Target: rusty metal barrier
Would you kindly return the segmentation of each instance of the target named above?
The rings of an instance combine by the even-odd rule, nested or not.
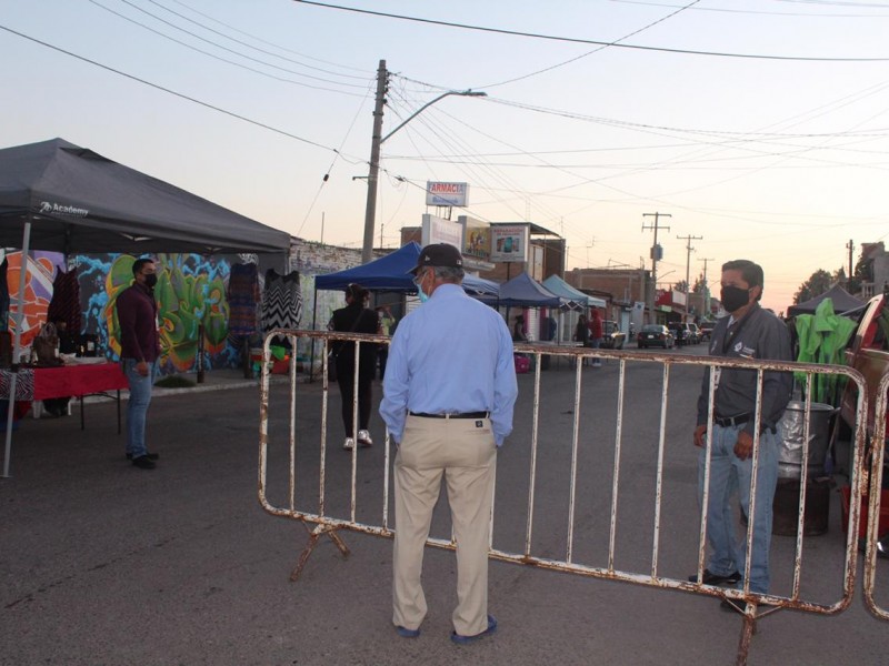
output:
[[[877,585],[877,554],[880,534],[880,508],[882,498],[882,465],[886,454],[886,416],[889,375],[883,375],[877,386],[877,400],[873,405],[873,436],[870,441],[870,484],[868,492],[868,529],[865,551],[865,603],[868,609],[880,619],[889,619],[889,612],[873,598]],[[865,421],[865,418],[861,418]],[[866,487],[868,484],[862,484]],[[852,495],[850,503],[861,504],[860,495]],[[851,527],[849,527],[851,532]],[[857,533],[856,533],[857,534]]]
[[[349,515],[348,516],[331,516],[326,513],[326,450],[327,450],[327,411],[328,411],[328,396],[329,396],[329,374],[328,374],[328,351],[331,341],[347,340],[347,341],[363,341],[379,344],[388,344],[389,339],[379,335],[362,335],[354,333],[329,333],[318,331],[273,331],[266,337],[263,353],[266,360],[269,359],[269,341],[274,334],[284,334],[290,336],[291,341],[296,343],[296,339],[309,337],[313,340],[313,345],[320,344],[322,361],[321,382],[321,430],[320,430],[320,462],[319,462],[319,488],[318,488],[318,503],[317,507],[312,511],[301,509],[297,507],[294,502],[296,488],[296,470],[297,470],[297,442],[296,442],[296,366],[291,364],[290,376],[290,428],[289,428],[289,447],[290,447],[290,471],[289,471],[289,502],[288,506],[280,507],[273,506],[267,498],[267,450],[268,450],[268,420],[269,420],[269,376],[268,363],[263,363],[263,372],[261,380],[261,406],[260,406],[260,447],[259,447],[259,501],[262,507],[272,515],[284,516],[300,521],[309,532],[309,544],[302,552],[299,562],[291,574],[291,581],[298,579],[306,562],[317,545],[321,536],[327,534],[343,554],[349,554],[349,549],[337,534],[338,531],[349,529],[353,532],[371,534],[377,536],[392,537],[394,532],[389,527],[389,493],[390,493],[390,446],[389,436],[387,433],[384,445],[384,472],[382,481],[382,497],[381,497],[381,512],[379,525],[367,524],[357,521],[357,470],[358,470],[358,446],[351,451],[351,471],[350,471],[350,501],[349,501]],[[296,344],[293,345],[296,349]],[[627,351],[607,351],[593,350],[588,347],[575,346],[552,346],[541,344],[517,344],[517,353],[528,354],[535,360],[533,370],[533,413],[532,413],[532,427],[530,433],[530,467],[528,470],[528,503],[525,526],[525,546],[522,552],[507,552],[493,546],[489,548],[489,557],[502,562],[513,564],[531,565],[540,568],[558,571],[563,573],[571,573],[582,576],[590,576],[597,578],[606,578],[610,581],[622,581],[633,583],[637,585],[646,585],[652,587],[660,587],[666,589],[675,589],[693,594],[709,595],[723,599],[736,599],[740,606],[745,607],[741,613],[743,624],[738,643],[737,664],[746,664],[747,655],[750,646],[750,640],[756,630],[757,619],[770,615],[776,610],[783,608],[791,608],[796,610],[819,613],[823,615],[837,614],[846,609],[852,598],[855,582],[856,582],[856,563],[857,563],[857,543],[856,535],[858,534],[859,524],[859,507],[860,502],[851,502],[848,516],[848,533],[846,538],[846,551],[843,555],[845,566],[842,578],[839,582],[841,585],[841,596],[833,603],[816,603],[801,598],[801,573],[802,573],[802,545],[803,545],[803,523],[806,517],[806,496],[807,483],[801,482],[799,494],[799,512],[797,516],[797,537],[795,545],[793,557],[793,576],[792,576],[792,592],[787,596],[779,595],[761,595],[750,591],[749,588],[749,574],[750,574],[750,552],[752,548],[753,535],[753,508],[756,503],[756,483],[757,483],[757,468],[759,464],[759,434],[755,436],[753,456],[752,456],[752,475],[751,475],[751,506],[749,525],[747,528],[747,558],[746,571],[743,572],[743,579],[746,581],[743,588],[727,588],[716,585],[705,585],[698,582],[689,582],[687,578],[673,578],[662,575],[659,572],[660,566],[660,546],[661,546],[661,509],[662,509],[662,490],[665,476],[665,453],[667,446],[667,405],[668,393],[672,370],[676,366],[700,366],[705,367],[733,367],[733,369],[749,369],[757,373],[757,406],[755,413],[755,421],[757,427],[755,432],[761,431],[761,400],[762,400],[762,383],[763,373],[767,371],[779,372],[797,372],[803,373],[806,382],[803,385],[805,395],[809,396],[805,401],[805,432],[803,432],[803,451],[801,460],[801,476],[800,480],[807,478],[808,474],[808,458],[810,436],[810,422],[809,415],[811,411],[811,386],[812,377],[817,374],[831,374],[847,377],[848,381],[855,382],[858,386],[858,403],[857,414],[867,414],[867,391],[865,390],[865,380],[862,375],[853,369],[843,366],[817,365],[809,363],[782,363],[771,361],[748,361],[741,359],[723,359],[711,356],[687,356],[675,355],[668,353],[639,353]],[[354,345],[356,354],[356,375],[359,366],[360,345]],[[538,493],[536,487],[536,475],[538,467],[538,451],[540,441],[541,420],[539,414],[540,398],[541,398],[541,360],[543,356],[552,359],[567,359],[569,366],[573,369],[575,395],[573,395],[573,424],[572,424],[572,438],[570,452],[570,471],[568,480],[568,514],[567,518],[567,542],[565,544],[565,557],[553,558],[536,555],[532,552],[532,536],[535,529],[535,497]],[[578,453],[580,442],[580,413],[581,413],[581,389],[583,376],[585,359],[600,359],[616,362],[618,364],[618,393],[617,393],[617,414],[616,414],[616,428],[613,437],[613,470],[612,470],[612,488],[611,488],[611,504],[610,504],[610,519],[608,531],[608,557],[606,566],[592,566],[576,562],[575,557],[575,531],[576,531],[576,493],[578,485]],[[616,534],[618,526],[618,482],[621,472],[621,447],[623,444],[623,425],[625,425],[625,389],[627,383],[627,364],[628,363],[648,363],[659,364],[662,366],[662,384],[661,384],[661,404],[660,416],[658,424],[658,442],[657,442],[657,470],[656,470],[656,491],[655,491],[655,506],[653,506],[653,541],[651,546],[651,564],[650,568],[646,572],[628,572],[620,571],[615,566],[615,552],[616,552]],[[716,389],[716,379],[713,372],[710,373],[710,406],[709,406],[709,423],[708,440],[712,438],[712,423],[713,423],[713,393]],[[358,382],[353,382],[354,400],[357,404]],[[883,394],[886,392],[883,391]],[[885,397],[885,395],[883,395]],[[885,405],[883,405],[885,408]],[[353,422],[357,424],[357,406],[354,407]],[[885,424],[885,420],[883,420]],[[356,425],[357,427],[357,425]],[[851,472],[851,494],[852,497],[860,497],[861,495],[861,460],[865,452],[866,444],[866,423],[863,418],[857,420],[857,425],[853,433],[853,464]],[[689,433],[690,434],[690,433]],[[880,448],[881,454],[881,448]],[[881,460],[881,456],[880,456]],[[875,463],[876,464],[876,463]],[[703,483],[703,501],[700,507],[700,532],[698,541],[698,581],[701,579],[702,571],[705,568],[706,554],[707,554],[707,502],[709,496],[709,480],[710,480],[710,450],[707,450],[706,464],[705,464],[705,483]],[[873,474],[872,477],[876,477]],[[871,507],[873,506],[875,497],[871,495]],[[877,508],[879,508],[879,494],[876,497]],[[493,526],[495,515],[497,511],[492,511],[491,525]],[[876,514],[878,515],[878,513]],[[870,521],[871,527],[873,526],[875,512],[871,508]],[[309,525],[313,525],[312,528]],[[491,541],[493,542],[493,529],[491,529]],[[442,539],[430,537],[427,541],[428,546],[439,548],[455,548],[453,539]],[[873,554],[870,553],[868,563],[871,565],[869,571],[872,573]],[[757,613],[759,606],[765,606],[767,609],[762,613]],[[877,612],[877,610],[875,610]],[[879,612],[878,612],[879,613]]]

------------------------------

Output the entries above exactly, without their pictures.

[COMPLETED TASK]
Target: rusty metal barrier
Would you kindly return the segmentation of each instance of the target named above?
The rings of an instance combine by the even-odd rule, nested or not.
output:
[[[877,585],[877,554],[880,534],[880,508],[882,498],[882,465],[886,454],[886,416],[889,375],[883,375],[877,386],[877,400],[873,405],[873,436],[870,441],[870,484],[868,492],[868,529],[865,551],[865,603],[868,609],[880,619],[889,619],[889,612],[873,598]],[[865,421],[865,418],[861,418]],[[866,487],[868,484],[862,484]],[[852,495],[850,503],[861,504],[860,495]],[[851,527],[849,527],[851,532]],[[857,533],[856,533],[857,534]]]
[[[349,515],[348,516],[331,516],[326,513],[326,450],[327,450],[327,411],[328,411],[328,396],[329,396],[329,374],[328,374],[328,351],[331,341],[347,340],[347,341],[363,341],[379,344],[388,344],[389,339],[379,335],[362,335],[354,333],[329,333],[318,331],[273,331],[266,337],[263,353],[266,360],[269,359],[269,341],[274,334],[284,334],[290,336],[291,341],[296,343],[296,339],[309,337],[313,340],[313,345],[320,344],[322,361],[321,382],[321,430],[320,430],[320,462],[319,462],[319,488],[318,488],[318,503],[317,507],[312,511],[301,509],[297,507],[294,502],[296,488],[296,470],[297,470],[297,442],[296,442],[296,366],[291,364],[290,376],[290,428],[289,428],[289,447],[290,447],[290,471],[289,471],[289,502],[288,506],[280,507],[273,506],[267,498],[267,450],[268,450],[268,420],[269,420],[269,376],[268,363],[263,363],[263,372],[261,380],[261,406],[260,406],[260,447],[259,447],[259,501],[262,507],[272,515],[284,516],[300,521],[309,532],[309,544],[302,552],[299,562],[291,574],[291,581],[298,579],[306,562],[317,545],[321,536],[327,534],[343,554],[349,554],[349,549],[337,534],[338,531],[349,529],[353,532],[371,534],[377,536],[392,537],[394,532],[389,527],[389,493],[390,493],[390,446],[389,436],[387,433],[384,445],[384,472],[382,481],[382,497],[381,497],[381,512],[379,525],[367,524],[357,521],[357,470],[358,470],[358,446],[351,451],[351,471],[350,471],[350,501],[349,501]],[[296,344],[293,345],[296,349]],[[627,351],[607,351],[593,350],[588,347],[575,346],[552,346],[541,344],[517,344],[517,353],[528,354],[535,360],[533,370],[533,413],[532,413],[532,427],[530,433],[530,467],[528,470],[528,503],[525,526],[525,546],[522,552],[507,552],[493,546],[489,548],[489,557],[502,562],[513,564],[531,565],[540,568],[558,571],[563,573],[571,573],[582,576],[590,576],[597,578],[606,578],[610,581],[622,581],[633,583],[637,585],[646,585],[652,587],[660,587],[666,589],[675,589],[693,594],[709,595],[723,599],[736,599],[740,606],[745,607],[741,613],[743,624],[738,643],[737,664],[746,664],[747,655],[750,646],[750,640],[756,630],[757,619],[770,615],[776,610],[783,608],[791,608],[796,610],[819,613],[823,615],[837,614],[846,609],[852,598],[855,582],[856,582],[856,563],[857,563],[857,543],[856,535],[858,534],[859,524],[859,507],[860,502],[851,502],[848,516],[848,533],[846,538],[846,551],[843,555],[845,566],[842,578],[839,582],[841,585],[841,596],[833,603],[816,603],[801,598],[801,573],[802,573],[802,545],[803,545],[803,523],[806,517],[806,496],[807,483],[801,482],[799,494],[799,512],[797,516],[797,537],[795,545],[793,557],[793,576],[792,576],[792,592],[787,596],[779,595],[761,595],[750,591],[749,588],[749,574],[750,574],[750,552],[752,548],[753,535],[753,508],[756,503],[756,483],[757,483],[757,468],[759,464],[759,434],[755,436],[753,456],[752,456],[752,475],[751,475],[751,506],[749,525],[747,528],[747,558],[746,571],[743,572],[743,579],[746,581],[743,588],[727,588],[716,585],[705,585],[698,582],[689,582],[687,578],[673,578],[662,575],[659,572],[660,566],[660,546],[661,546],[661,509],[662,509],[662,490],[665,476],[665,453],[667,446],[667,405],[668,393],[672,370],[676,366],[700,366],[705,367],[733,367],[733,369],[749,369],[757,373],[757,406],[755,413],[755,421],[757,427],[755,432],[761,431],[761,400],[762,400],[762,383],[763,373],[767,371],[779,372],[797,372],[803,373],[806,382],[803,385],[805,395],[809,396],[805,401],[805,432],[803,432],[803,451],[801,460],[801,476],[800,480],[807,478],[808,474],[808,458],[810,436],[810,422],[809,415],[811,411],[811,386],[812,377],[817,374],[831,374],[847,377],[848,381],[855,382],[858,386],[858,403],[857,414],[867,414],[867,391],[865,390],[865,380],[862,375],[853,369],[843,366],[817,365],[809,363],[782,363],[771,361],[748,361],[741,359],[723,359],[711,356],[687,356],[675,355],[668,353],[639,353]],[[354,345],[356,354],[356,375],[359,366],[360,345]],[[538,493],[536,487],[536,475],[538,467],[538,451],[540,441],[541,420],[539,414],[540,398],[541,398],[541,360],[543,356],[552,359],[567,359],[569,366],[573,369],[575,395],[573,395],[573,424],[572,424],[572,438],[570,452],[570,471],[568,480],[568,514],[567,518],[567,542],[565,544],[565,557],[553,558],[536,555],[532,552],[532,536],[535,529],[535,497]],[[578,453],[580,442],[580,413],[581,413],[581,389],[583,376],[585,359],[600,359],[616,362],[618,364],[618,393],[617,393],[617,414],[616,414],[616,428],[613,437],[613,470],[612,470],[612,488],[611,488],[611,504],[610,504],[610,519],[608,531],[608,557],[606,566],[592,566],[576,562],[575,557],[575,531],[576,531],[576,493],[578,485]],[[616,534],[618,526],[618,482],[621,472],[621,447],[623,444],[623,425],[625,425],[625,389],[627,383],[627,364],[628,363],[648,363],[659,364],[662,366],[662,384],[661,384],[661,404],[660,416],[658,424],[658,442],[657,442],[657,470],[656,470],[656,491],[655,491],[655,506],[653,506],[653,541],[651,546],[651,564],[650,568],[646,572],[628,572],[620,571],[615,566],[615,552],[616,552]],[[716,389],[716,379],[713,372],[710,373],[710,406],[709,406],[709,423],[708,440],[712,438],[712,423],[713,423],[713,393]],[[358,382],[353,382],[354,400],[357,404]],[[883,394],[886,392],[883,391]],[[885,397],[885,395],[883,395]],[[885,405],[883,405],[885,408]],[[353,422],[357,424],[357,406],[354,407]],[[885,424],[885,420],[883,420]],[[356,425],[357,427],[357,425]],[[851,472],[851,494],[852,497],[860,497],[861,495],[861,460],[865,452],[866,444],[866,423],[863,418],[857,420],[857,425],[853,433],[853,464]],[[689,433],[690,434],[690,433]],[[880,448],[881,454],[881,448]],[[881,460],[881,456],[880,456]],[[875,463],[876,464],[876,463]],[[703,483],[703,501],[700,507],[700,532],[698,541],[698,581],[701,579],[702,571],[705,568],[706,554],[707,554],[707,502],[709,496],[709,480],[710,480],[710,450],[707,450],[706,464],[705,464],[705,483]],[[873,474],[872,477],[876,477]],[[871,507],[873,506],[875,497],[871,495]],[[877,508],[879,508],[879,494],[876,497]],[[493,526],[495,515],[497,511],[492,511],[491,525]],[[876,514],[878,515],[878,513]],[[870,521],[871,527],[873,526],[875,512],[871,508]],[[309,525],[313,525],[312,528]],[[491,541],[493,542],[493,529],[491,529]],[[442,539],[430,537],[427,541],[428,546],[439,548],[455,548],[453,539]],[[873,554],[870,553],[868,563],[871,565],[869,571],[872,573]],[[757,613],[759,606],[765,606],[767,609],[762,613]],[[877,612],[877,610],[875,610]],[[879,612],[878,612],[879,613]]]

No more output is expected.